▸ Task description
Transcribe the data underneath exactly. No images belong in your version.

--- --- ---

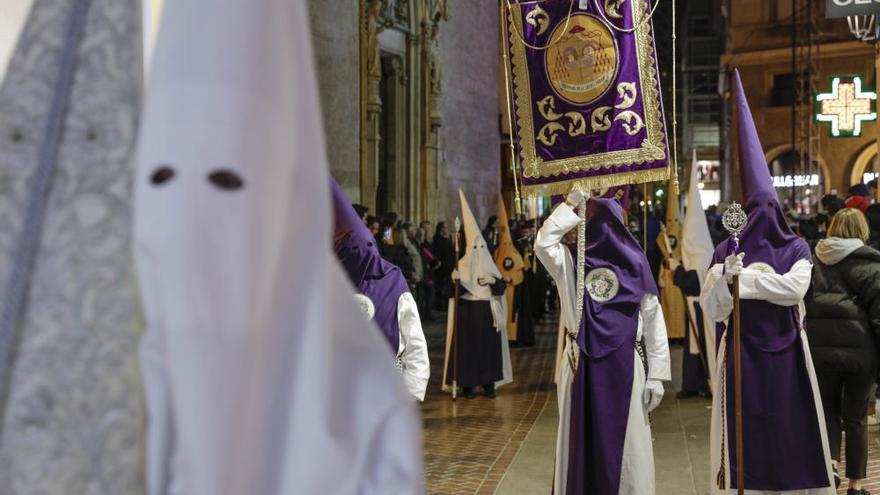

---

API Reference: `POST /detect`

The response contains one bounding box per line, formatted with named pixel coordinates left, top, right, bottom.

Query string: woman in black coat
left=807, top=208, right=880, bottom=495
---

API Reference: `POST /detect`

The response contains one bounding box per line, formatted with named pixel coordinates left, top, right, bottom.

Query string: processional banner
left=503, top=0, right=670, bottom=196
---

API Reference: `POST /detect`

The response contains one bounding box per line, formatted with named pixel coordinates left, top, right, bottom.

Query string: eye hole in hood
left=150, top=166, right=176, bottom=186
left=208, top=169, right=244, bottom=191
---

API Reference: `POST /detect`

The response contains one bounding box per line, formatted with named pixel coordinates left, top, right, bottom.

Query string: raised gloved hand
left=643, top=379, right=664, bottom=413
left=566, top=188, right=587, bottom=208
left=723, top=252, right=745, bottom=284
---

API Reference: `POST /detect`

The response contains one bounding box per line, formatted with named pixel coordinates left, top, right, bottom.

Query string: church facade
left=309, top=0, right=502, bottom=225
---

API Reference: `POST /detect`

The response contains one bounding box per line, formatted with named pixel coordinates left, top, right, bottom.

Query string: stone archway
left=849, top=141, right=880, bottom=186
left=764, top=144, right=831, bottom=195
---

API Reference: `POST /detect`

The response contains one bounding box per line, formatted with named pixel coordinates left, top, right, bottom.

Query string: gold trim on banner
left=508, top=0, right=669, bottom=191
left=520, top=165, right=669, bottom=197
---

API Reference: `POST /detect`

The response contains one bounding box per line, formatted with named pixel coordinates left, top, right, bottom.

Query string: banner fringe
left=521, top=165, right=669, bottom=197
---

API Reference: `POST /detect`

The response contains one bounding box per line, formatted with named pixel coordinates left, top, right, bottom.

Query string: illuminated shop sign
left=816, top=76, right=877, bottom=137
left=826, top=0, right=880, bottom=19
left=773, top=174, right=820, bottom=188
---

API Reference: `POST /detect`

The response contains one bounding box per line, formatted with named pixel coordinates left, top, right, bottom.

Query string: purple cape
left=565, top=198, right=658, bottom=495
left=710, top=70, right=828, bottom=491
left=331, top=179, right=408, bottom=353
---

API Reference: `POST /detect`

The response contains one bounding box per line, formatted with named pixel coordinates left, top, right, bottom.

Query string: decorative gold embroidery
left=566, top=111, right=587, bottom=136
left=615, top=81, right=637, bottom=109
left=506, top=0, right=669, bottom=194
left=537, top=95, right=562, bottom=120
left=605, top=0, right=625, bottom=19
left=545, top=14, right=618, bottom=106
left=591, top=106, right=613, bottom=132
left=538, top=121, right=566, bottom=145
left=615, top=110, right=645, bottom=135
left=521, top=166, right=670, bottom=196
left=525, top=5, right=551, bottom=36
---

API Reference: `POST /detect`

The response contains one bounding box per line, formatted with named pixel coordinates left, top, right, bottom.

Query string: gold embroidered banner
left=503, top=0, right=670, bottom=196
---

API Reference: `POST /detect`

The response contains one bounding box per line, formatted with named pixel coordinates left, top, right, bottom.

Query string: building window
left=687, top=40, right=721, bottom=67
left=769, top=72, right=805, bottom=107
left=688, top=99, right=722, bottom=124
left=688, top=72, right=719, bottom=95
left=687, top=16, right=715, bottom=37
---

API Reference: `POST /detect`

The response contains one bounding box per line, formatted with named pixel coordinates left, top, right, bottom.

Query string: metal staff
left=722, top=202, right=748, bottom=495
left=451, top=216, right=462, bottom=401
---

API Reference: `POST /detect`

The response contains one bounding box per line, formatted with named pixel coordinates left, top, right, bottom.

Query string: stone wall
left=308, top=0, right=502, bottom=223
left=308, top=0, right=361, bottom=201
left=437, top=0, right=501, bottom=226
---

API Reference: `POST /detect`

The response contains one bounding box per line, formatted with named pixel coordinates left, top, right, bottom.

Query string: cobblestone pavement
left=418, top=311, right=880, bottom=495
left=419, top=313, right=558, bottom=495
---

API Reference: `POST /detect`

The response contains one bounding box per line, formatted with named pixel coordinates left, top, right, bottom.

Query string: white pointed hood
left=133, top=0, right=423, bottom=494
left=458, top=190, right=502, bottom=300
left=682, top=151, right=715, bottom=284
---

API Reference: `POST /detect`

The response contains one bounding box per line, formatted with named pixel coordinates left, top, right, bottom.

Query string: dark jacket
left=806, top=243, right=880, bottom=376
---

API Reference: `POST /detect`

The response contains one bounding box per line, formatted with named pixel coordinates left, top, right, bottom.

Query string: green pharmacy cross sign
left=816, top=76, right=877, bottom=138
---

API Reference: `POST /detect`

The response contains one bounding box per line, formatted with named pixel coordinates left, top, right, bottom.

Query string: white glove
left=643, top=379, right=664, bottom=413
left=723, top=252, right=745, bottom=283
left=566, top=188, right=587, bottom=208
left=669, top=258, right=681, bottom=271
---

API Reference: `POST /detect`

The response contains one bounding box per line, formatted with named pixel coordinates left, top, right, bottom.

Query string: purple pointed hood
left=572, top=198, right=658, bottom=358
left=715, top=70, right=808, bottom=274
left=712, top=70, right=811, bottom=352
left=331, top=178, right=408, bottom=353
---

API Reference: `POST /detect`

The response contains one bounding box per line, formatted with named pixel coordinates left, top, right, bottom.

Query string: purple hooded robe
left=709, top=70, right=829, bottom=492
left=331, top=179, right=409, bottom=353
left=564, top=197, right=659, bottom=495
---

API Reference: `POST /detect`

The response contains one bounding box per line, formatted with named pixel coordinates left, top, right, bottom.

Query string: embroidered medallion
left=354, top=293, right=376, bottom=320
left=586, top=267, right=619, bottom=302
left=545, top=14, right=619, bottom=106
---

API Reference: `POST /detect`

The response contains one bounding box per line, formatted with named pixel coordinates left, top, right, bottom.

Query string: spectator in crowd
left=401, top=223, right=423, bottom=289
left=415, top=228, right=439, bottom=320
left=846, top=184, right=871, bottom=213
left=825, top=196, right=847, bottom=231
left=869, top=179, right=877, bottom=201
left=483, top=216, right=500, bottom=254
left=797, top=218, right=822, bottom=253
left=379, top=225, right=414, bottom=282
left=867, top=204, right=880, bottom=251
left=807, top=208, right=880, bottom=494
left=419, top=221, right=433, bottom=247
left=366, top=215, right=380, bottom=238
left=433, top=222, right=455, bottom=308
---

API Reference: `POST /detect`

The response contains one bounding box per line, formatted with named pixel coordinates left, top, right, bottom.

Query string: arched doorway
left=849, top=142, right=880, bottom=186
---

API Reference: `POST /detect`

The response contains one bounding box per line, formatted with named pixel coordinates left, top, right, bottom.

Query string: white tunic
left=701, top=260, right=834, bottom=495
left=396, top=292, right=430, bottom=401
left=536, top=203, right=671, bottom=495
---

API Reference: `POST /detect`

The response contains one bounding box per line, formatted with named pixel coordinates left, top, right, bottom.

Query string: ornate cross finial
left=722, top=201, right=748, bottom=248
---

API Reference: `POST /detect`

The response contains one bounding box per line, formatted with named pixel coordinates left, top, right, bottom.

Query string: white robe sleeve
left=700, top=264, right=734, bottom=323
left=700, top=259, right=812, bottom=326
left=640, top=294, right=671, bottom=381
left=535, top=203, right=583, bottom=333
left=140, top=321, right=174, bottom=495
left=738, top=259, right=812, bottom=306
left=397, top=292, right=430, bottom=401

--- --- ---

▸ Answer section
---

API Reference: `POST /detect`

The response contains one bounding box per line, formatted with named pixel coordinates left, top, right, bottom.

Query string: woman in black coat
left=807, top=208, right=880, bottom=495
---

API Reference: `POST /detect`

The response contains one bounding box per line, formatted with named pixel coordinates left, top, right, bottom.

Query string: processional banner
left=503, top=0, right=670, bottom=196
---

API Reference: `POST /detect`

The response contains one bounding box per line, formatted with named pixel coordinates left, top, right, bottom.

Query string: eye hole in hood
left=150, top=166, right=176, bottom=186
left=208, top=169, right=244, bottom=191
---

API Reference: `POST /detect`

The response contains one bounding box per line, formatted with named pixel coordinates left, top, right, bottom.

Query string: raised gloved hand
left=643, top=379, right=664, bottom=413
left=566, top=188, right=587, bottom=208
left=723, top=252, right=745, bottom=284
---

API Reference: `POST /detect`

The response contains one bounding box per line, formatted with named pixel coordinates left, top, right, bottom.

Query string: church facade
left=309, top=0, right=502, bottom=225
---

API Reference: `POST /detect`

The response contains one bounding box per line, formatted with named pixel coordinates left, top, right, bottom.

Query string: stone archway
left=849, top=141, right=880, bottom=186
left=764, top=144, right=831, bottom=195
---

API Reference: `POST /detect`

The response contains one bounding box per line, formatted with named pixel coordinates left, top, right, bottom.

Query string: gold trim on banner
left=508, top=0, right=669, bottom=191
left=520, top=165, right=669, bottom=197
---

API Reference: `POST /detect`

The response contains one bounding box per line, formatted with named pixel coordinates left, top, right, bottom.

Query string: banner fringe
left=521, top=165, right=669, bottom=197
---

API Reference: `POST /detect`

The response contains one bounding box per line, formatted with named pixel coordinates left, top, right, bottom.

Query string: illuminated shop sign
left=816, top=76, right=877, bottom=137
left=826, top=0, right=880, bottom=19
left=773, top=174, right=820, bottom=188
---

API Reference: `POST /detect`

The response contains one bounding box per line, formatted with named pixel coordinates left, top, right, bottom.

Query string: purple cape
left=565, top=198, right=658, bottom=495
left=710, top=70, right=828, bottom=491
left=331, top=179, right=408, bottom=353
---

API Reference: `POST /detect`

The response contains one bounding box per line, formatted with named pixel coordinates left, top, right, bottom.

Query string: decorative gold embroidery
left=566, top=111, right=587, bottom=136
left=615, top=81, right=637, bottom=109
left=506, top=0, right=669, bottom=194
left=537, top=95, right=562, bottom=120
left=605, top=0, right=625, bottom=19
left=545, top=14, right=618, bottom=106
left=591, top=106, right=613, bottom=132
left=538, top=121, right=566, bottom=145
left=615, top=110, right=645, bottom=135
left=521, top=166, right=670, bottom=196
left=525, top=5, right=551, bottom=36
---

API Reference: `POST /detect`

The response contains one bounding box per line, formatted with named pixel coordinates left, top, right, bottom.

Query string: gold embroidered banner
left=503, top=0, right=670, bottom=196
---

API Reference: `POST /detect`

The response contains one bounding box per line, formatted with named pixel coordinates left, top, right, bottom.

Query string: building window
left=687, top=40, right=721, bottom=67
left=769, top=72, right=805, bottom=107
left=688, top=99, right=722, bottom=124
left=688, top=72, right=719, bottom=95
left=687, top=16, right=715, bottom=37
---

API Reference: `POST /detect`

The response contains one bounding box per line, formatted with named pixel coordinates left, top, right, bottom.

Query string: metal staff
left=722, top=202, right=748, bottom=495
left=451, top=216, right=462, bottom=401
---

API Reference: `POST /detect`

The response contains one bounding box per line, formatted with named pixel coordinates left, top, right, bottom.

Query string: stone wall
left=308, top=0, right=502, bottom=223
left=308, top=0, right=361, bottom=201
left=437, top=0, right=501, bottom=226
---

API Reference: `POST /detect`

The response contains one bounding box per line, formatted with named pixel coordinates left, top, right, bottom.

Query string: cobblestone pavement
left=418, top=311, right=880, bottom=495
left=419, top=313, right=558, bottom=495
---

API Reference: `POST /detect`

The response contains one bounding box per line, formatted with named pixel coordinates left, top, right, bottom.

Query string: white pointed hood
left=133, top=0, right=423, bottom=494
left=458, top=190, right=502, bottom=300
left=682, top=151, right=715, bottom=284
---

API Reference: `POST /detect`

The response contains one bounding box per line, formatted with named pixel coordinates left, top, right, bottom.

Query string: dark jacket
left=806, top=243, right=880, bottom=376
---

API Reference: `POST /detect`

The response contains one bounding box per line, formatted with named pixel coordinates left, top, right, bottom.

Query string: green pharmacy cross sign
left=816, top=76, right=877, bottom=138
---

API Reference: `POST /detect`

The response contains one bounding box per line, formatted with named pixel coordinates left, top, right, bottom.

Query string: white glove
left=643, top=379, right=664, bottom=413
left=723, top=252, right=745, bottom=283
left=566, top=188, right=587, bottom=208
left=669, top=258, right=681, bottom=271
---

API Reference: `POST /detect`

The response contains one bounding box per line, formatted with named pixel coordinates left, top, right, bottom.

Query string: purple pointed hood
left=572, top=198, right=658, bottom=358
left=715, top=70, right=808, bottom=274
left=712, top=70, right=811, bottom=352
left=331, top=178, right=408, bottom=353
---

API Reference: `POST /detect`

The response contains one bounding box per line, formatted with named pixel coordinates left, top, right, bottom.

Query string: purple hooded robe
left=709, top=70, right=829, bottom=492
left=331, top=179, right=409, bottom=353
left=564, top=197, right=659, bottom=495
---

API Reference: `POST /detect`

The response contains one bounding box per line, formatted with named pixel coordinates left, top, right, bottom.

Query string: embroidered medallion
left=354, top=293, right=376, bottom=320
left=586, top=267, right=619, bottom=302
left=545, top=14, right=619, bottom=106
---

API Reference: `POST /detect`

The response contains one bounding box per line, formatted with named pixel coordinates left, top, right, bottom.

Query string: spectator in crowd
left=401, top=223, right=423, bottom=289
left=415, top=228, right=439, bottom=320
left=846, top=184, right=871, bottom=213
left=825, top=196, right=847, bottom=231
left=869, top=179, right=877, bottom=201
left=483, top=216, right=500, bottom=254
left=797, top=218, right=822, bottom=253
left=379, top=225, right=414, bottom=282
left=867, top=204, right=880, bottom=251
left=807, top=208, right=880, bottom=494
left=419, top=221, right=433, bottom=247
left=366, top=215, right=380, bottom=238
left=433, top=222, right=455, bottom=308
---

API Reference: `POST /detect`

The response contains one bounding box per line, formatted with named pixel coordinates left, top, right, bottom.

Query string: arched doorway
left=849, top=142, right=880, bottom=186
---

API Reference: `POST /detect`

The response contains one bounding box per line, formatted with named pixel coordinates left, top, right, bottom.

Query string: white tunic
left=701, top=260, right=834, bottom=495
left=396, top=292, right=430, bottom=401
left=536, top=203, right=671, bottom=495
---

API Reference: `POST /detect`

The response contains one bounding box per line, formatted with named pixel coordinates left, top, right, bottom.

Query string: ornate cross finial
left=722, top=201, right=748, bottom=248
---

API Reference: `POST /detect`

The response contains one bounding box per line, formatted with named pixel coordinates left, top, right, bottom.

Query string: white robe sleeve
left=700, top=264, right=734, bottom=323
left=700, top=259, right=812, bottom=326
left=640, top=294, right=671, bottom=381
left=535, top=203, right=583, bottom=333
left=140, top=321, right=174, bottom=495
left=738, top=259, right=812, bottom=306
left=397, top=292, right=430, bottom=401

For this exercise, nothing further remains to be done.